Problem details: Rewrite every line in the part of the items that opens with the line containing "For QA purposes, confirm whether any thick" and closes with the line containing "[324,180,356,195]", both ends included, offsetting each bounding box coordinate in the answers by adding 61. Omit the pictures.

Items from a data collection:
--------------------
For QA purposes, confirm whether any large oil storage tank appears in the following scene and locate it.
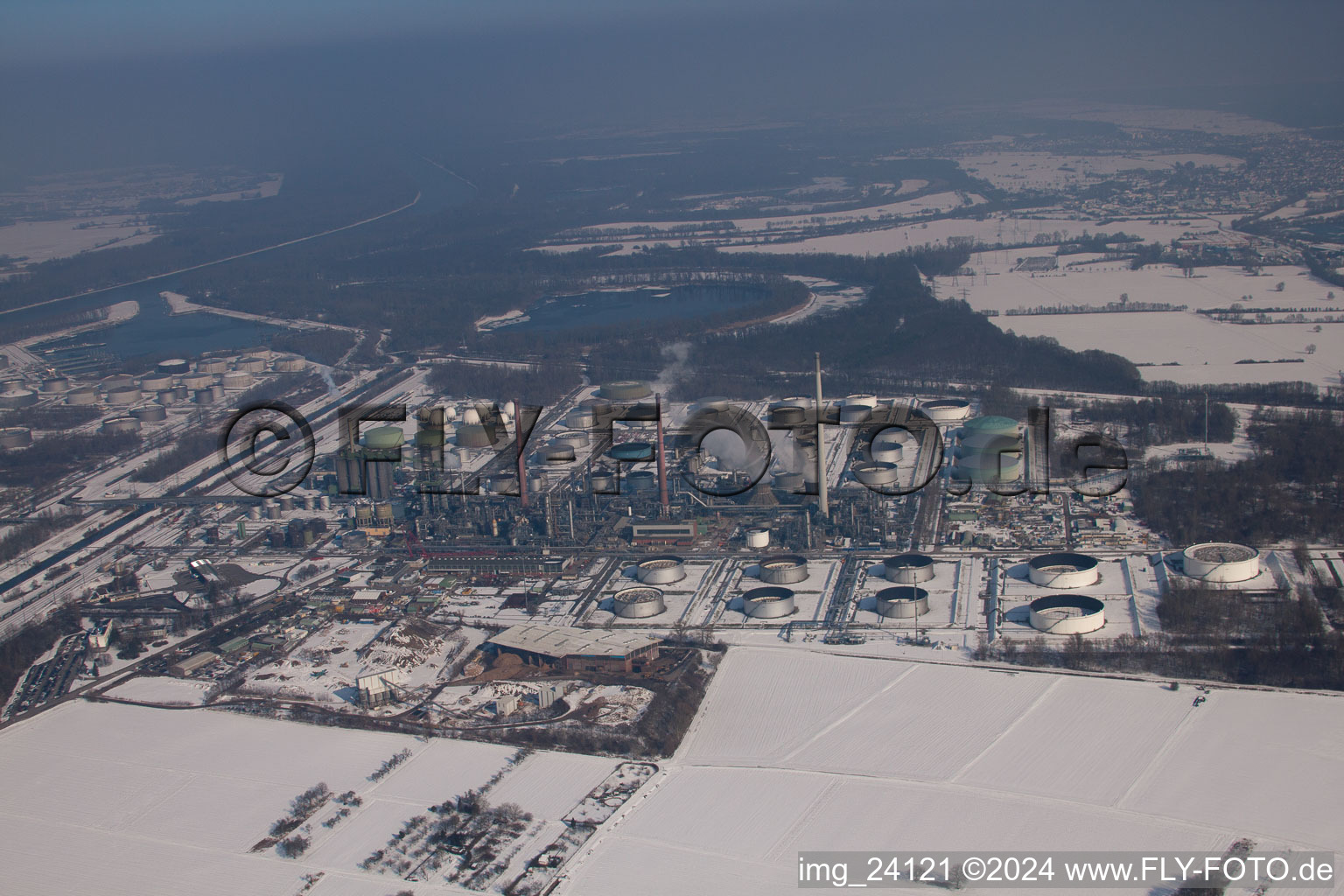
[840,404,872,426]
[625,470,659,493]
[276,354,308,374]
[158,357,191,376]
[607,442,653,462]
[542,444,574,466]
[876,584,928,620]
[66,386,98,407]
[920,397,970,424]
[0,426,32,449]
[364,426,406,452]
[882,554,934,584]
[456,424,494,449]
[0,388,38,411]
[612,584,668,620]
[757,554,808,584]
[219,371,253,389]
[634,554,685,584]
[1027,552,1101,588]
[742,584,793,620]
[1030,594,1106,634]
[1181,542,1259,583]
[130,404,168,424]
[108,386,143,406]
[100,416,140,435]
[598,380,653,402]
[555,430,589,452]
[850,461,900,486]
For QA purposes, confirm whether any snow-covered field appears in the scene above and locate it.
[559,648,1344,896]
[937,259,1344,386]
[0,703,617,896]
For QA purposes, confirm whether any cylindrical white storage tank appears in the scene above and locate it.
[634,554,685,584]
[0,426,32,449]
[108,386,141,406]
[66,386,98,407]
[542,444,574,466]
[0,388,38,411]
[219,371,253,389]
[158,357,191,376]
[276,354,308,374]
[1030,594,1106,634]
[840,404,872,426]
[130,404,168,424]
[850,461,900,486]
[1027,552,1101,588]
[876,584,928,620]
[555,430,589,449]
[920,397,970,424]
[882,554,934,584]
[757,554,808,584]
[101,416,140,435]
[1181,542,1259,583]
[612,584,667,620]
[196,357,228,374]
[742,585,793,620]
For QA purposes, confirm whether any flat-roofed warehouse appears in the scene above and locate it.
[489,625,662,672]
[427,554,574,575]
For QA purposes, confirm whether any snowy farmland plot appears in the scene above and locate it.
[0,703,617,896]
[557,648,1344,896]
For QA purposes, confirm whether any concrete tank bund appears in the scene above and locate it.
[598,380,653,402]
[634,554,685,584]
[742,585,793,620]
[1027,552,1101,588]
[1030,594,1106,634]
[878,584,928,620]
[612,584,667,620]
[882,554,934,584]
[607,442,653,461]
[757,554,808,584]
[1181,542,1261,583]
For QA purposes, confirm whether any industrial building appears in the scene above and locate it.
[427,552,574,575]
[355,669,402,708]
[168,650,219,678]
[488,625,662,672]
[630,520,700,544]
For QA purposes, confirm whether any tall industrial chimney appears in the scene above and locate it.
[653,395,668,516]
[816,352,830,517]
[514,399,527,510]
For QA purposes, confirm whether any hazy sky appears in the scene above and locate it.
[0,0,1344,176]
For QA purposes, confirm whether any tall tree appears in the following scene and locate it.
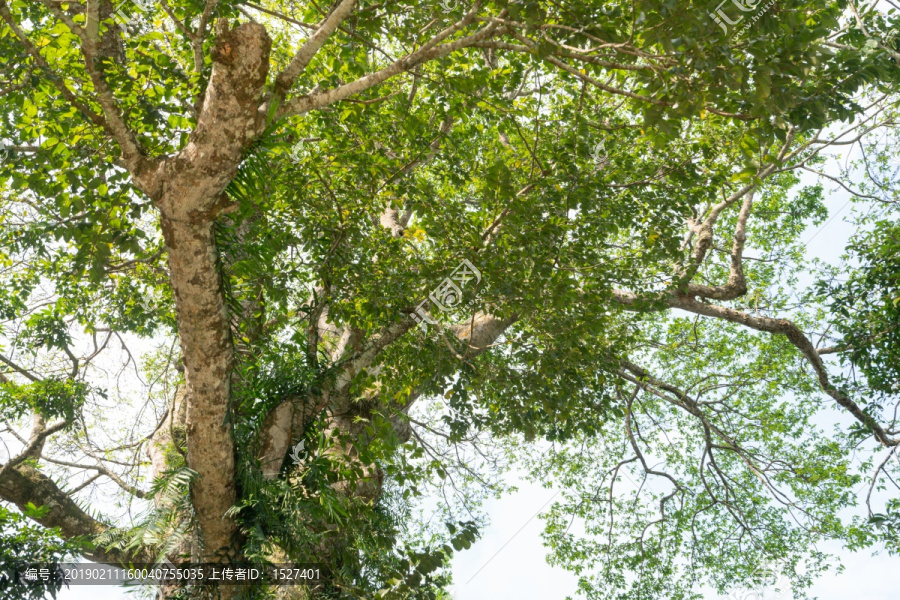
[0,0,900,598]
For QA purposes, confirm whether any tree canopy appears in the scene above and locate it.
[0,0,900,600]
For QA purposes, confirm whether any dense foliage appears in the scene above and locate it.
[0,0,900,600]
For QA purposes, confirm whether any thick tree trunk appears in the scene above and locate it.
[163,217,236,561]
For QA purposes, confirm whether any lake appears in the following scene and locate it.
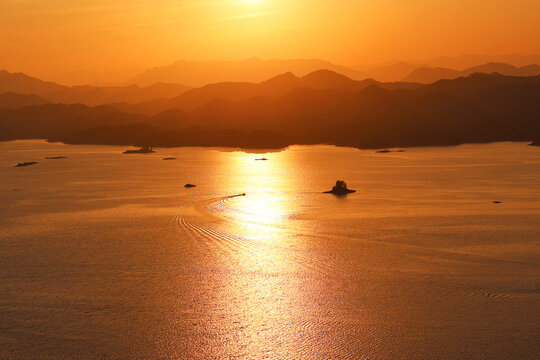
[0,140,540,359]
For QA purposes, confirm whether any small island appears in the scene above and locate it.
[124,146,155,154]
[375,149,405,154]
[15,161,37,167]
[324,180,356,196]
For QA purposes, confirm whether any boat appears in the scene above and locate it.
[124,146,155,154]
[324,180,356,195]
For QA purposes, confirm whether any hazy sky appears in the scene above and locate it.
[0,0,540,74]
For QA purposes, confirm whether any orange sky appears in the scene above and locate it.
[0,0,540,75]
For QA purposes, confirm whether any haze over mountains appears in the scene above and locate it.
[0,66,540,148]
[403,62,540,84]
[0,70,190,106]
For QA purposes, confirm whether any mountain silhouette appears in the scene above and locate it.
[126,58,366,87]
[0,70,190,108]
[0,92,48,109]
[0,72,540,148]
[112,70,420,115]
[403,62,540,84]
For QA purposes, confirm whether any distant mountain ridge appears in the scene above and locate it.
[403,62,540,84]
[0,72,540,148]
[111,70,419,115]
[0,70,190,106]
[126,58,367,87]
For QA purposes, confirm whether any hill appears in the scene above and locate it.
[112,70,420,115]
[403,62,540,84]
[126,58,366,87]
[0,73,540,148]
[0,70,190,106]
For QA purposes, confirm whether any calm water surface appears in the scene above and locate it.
--------------------
Written answer:
For QA purposes, confirm whether any thick tree trunk appears in the scene above and locate it.
[224,278,297,622]
For QA purposes, confirm whether any lake appears in the following scene and locate it.
[61,201,601,420]
For QA purposes, confirm whether any small island appears in the scene above and locate it.
[185,207,216,215]
[436,210,466,215]
[76,222,98,228]
[385,241,417,257]
For QA purposes, confirm whether any boat appears in the scene above and locate it.
[185,207,216,215]
[385,241,417,256]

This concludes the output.